======== Passage

Spain
But Not the Version Everyone Sells You
Weather in Spain
Spain’s weather is fantastic year-round, especially in spring and fall, when you’ll have warm sunny days perfect for sightseeing. The coldest time is December–March, but in the south, temperatures can still reach the 20s. For more distinct seasons (and even snow), choose mountainous cities like Granada.
Weather in Spain
Best time to travel: April–June and September–October.
Spain as locals know it, not as brochures sell it.
Spanish Artists
Spain is not just beaches, tapas, and pretending you understand flamenco after one glass of sangria.
If you really want to understand the country, you need to look at its art. The drama, the religion, the empire, the madness, the beauty, the trauma, the ego, the genius ; all of it is hanging on museum walls.
The Prado is where Spain shows you power, faith, death, and obsession. Picasso shows you what happens when a country breaks and an artist refuses to look away. Dalí is… well, Dalí. A man who looked at reality and basically said, “No thanks, I’ll make my own.”
These tours are not here because museums are “nice things to do.” They are here because art explains Spain in a way a normal itinerary never will. And honestly, walking past masterpieces without context is just expensive cardio.

================

= Given task =
Reproduce the part of the Spain travel passage starting with "Spanish Artists" and going on through "on museum walls.".

======== Supplied information

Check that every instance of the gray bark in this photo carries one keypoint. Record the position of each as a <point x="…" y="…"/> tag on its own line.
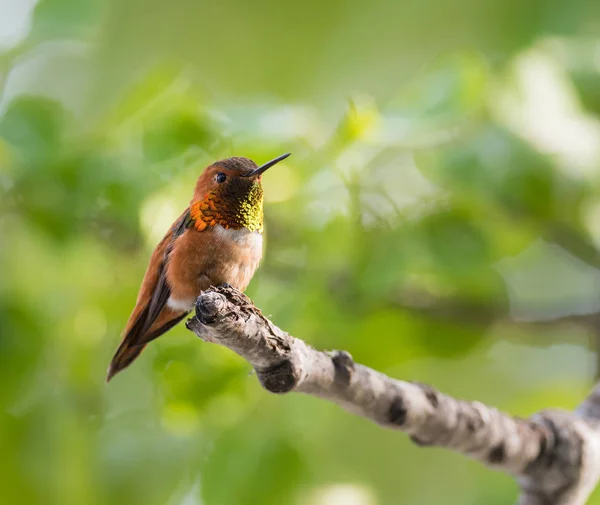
<point x="554" y="455"/>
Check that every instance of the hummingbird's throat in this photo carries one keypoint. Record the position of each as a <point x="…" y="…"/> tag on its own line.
<point x="230" y="209"/>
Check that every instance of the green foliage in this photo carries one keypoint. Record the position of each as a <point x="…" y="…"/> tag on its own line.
<point x="441" y="150"/>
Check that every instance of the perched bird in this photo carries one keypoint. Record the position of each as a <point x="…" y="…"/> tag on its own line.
<point x="217" y="240"/>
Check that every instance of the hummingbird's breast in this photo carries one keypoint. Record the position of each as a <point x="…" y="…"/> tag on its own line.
<point x="211" y="257"/>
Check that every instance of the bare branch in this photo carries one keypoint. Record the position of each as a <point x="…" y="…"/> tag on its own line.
<point x="554" y="455"/>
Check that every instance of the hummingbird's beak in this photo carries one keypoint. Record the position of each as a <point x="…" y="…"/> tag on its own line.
<point x="266" y="166"/>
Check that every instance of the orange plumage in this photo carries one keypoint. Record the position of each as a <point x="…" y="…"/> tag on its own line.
<point x="216" y="240"/>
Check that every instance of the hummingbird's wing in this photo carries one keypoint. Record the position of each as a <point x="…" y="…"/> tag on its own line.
<point x="148" y="320"/>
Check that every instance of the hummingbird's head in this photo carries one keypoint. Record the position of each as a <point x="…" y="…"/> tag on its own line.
<point x="229" y="193"/>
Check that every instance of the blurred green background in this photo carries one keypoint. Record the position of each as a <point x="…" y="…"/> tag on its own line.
<point x="439" y="219"/>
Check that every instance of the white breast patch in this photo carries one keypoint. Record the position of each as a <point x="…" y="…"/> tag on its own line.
<point x="243" y="237"/>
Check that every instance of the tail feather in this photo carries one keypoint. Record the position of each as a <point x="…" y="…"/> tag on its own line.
<point x="125" y="355"/>
<point x="130" y="349"/>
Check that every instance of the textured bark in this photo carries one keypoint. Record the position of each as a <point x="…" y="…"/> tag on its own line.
<point x="554" y="455"/>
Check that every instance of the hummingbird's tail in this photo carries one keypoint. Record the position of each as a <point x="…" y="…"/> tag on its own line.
<point x="125" y="355"/>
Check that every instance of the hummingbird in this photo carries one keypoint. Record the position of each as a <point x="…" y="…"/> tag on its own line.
<point x="216" y="240"/>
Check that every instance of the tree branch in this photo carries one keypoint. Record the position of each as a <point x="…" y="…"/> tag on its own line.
<point x="554" y="455"/>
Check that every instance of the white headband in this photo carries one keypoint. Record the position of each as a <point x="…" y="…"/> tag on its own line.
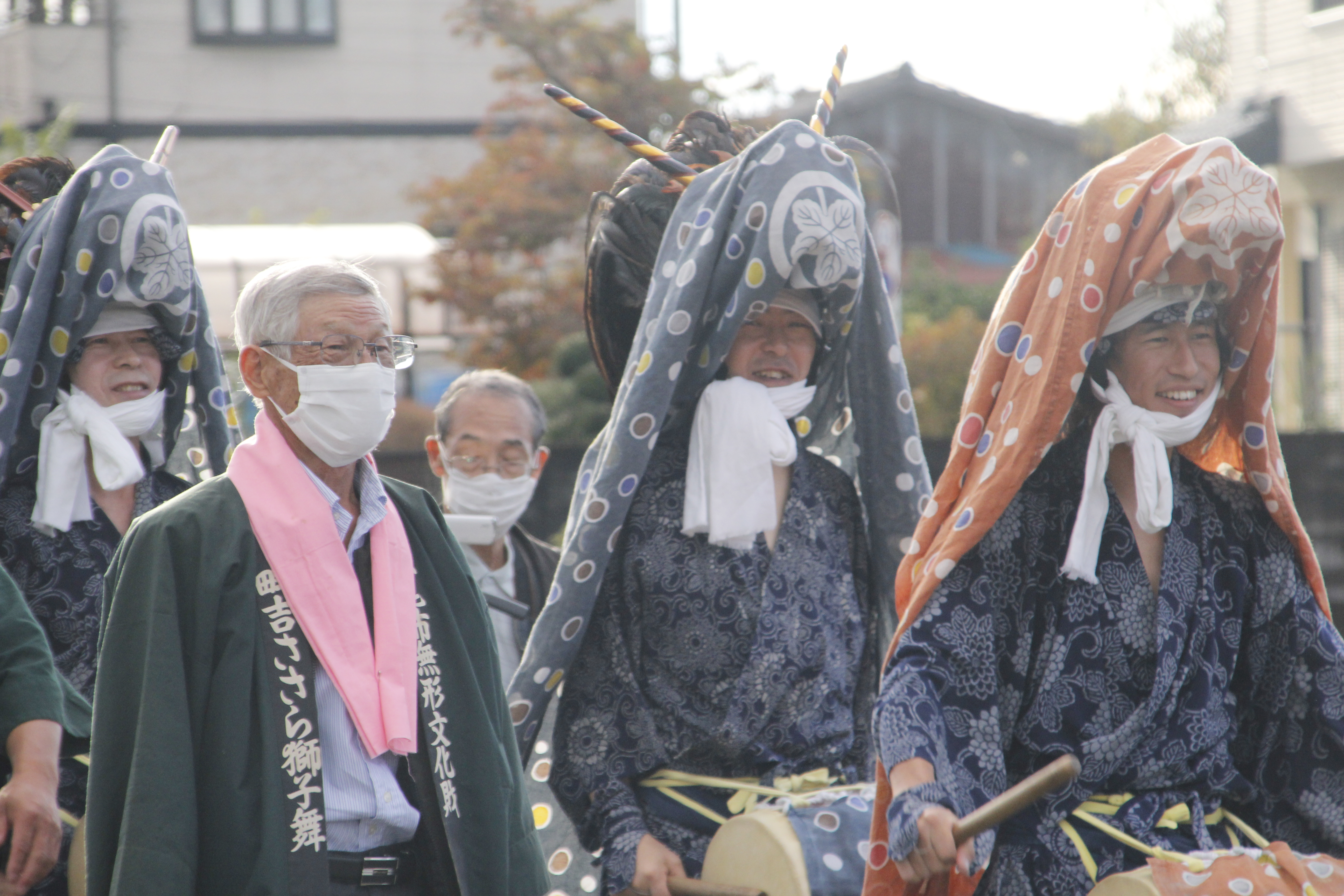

================

= Solved problem =
Spanish Artists
Spain is not just beaches, tapas, and pretending you understand flamenco after one glass of sangria.
If you really want to understand the country, you need to look at its art. The drama, the religion, the empire, the madness, the beauty, the trauma, the ego, the genius ; all of it is hanging on museum walls.